Short exercise: Can you repeat the rows below word for word, from the line containing "Where can the blazer" through the last row, with both ends included?

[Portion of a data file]
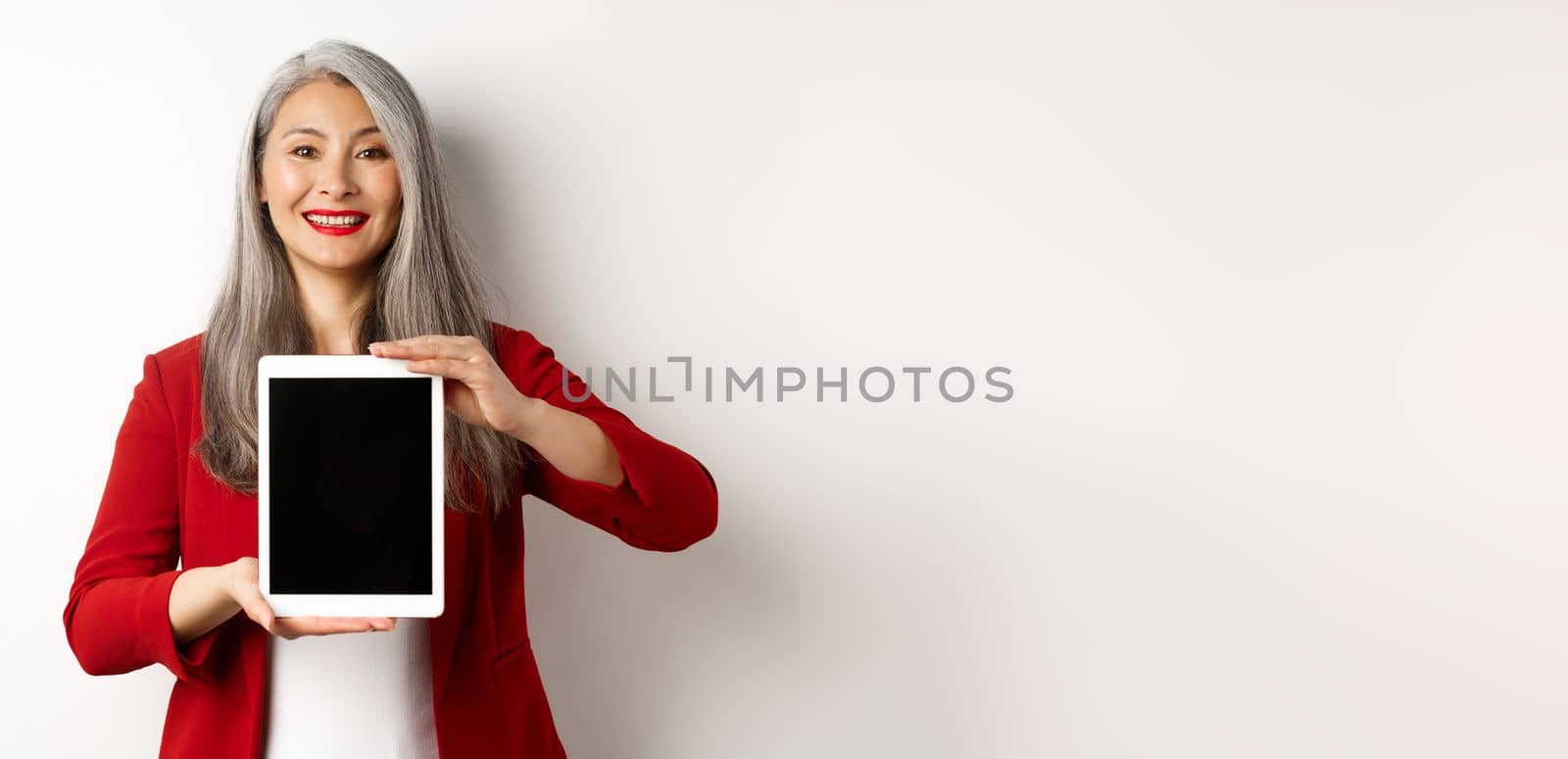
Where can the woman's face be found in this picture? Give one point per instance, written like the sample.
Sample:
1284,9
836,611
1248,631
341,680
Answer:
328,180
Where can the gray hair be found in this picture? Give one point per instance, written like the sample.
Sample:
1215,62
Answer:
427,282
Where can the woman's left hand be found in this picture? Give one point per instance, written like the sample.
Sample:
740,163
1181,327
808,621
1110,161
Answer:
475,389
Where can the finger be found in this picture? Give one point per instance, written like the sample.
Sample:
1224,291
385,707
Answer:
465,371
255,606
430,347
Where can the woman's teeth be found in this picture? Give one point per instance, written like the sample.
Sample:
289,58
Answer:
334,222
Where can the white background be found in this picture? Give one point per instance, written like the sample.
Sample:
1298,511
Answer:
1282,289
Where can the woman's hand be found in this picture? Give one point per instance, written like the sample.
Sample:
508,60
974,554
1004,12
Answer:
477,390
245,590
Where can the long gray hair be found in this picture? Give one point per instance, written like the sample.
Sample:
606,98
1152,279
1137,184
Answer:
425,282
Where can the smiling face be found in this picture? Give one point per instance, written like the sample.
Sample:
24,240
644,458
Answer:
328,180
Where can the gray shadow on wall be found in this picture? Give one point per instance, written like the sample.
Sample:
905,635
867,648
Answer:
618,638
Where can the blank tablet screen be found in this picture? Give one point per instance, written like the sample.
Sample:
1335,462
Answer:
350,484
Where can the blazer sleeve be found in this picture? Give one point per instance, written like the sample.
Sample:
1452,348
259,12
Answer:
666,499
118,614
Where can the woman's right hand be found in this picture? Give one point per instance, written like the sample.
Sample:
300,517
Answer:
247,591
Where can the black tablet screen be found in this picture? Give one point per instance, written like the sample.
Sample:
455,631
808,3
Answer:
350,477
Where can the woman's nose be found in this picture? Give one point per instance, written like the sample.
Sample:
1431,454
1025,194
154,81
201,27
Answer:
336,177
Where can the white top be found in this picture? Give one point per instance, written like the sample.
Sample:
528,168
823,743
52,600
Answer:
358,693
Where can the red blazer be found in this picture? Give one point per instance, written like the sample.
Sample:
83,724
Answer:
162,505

Answer to this problem:
Where can the blazer sleeve be found in this picture? Give one point per instance, written like the sample.
Sample:
1452,348
259,12
Answer:
666,499
118,614
Where can the woman's right hand be found in this picture? Give one point per instance, written like the sample.
Sample:
300,517
Answer:
247,591
Where can the black tablet screen be found in this picture? Give one point per instance, written like the sample.
Sample:
455,631
808,3
Answer:
350,477
Where can the woman's nose be found in this picture? Give one point per instance, written like the sample.
Sample:
1431,454
1025,194
154,81
201,27
Answer:
336,177
Where can the white top be found in this picture? Give one point per instance, written like the sample.
Sample:
528,168
823,743
52,600
Answer:
358,693
Where can the red blazer be found in this picture? Give one point per instance, written like the sample.
Sample:
83,724
Answer:
162,505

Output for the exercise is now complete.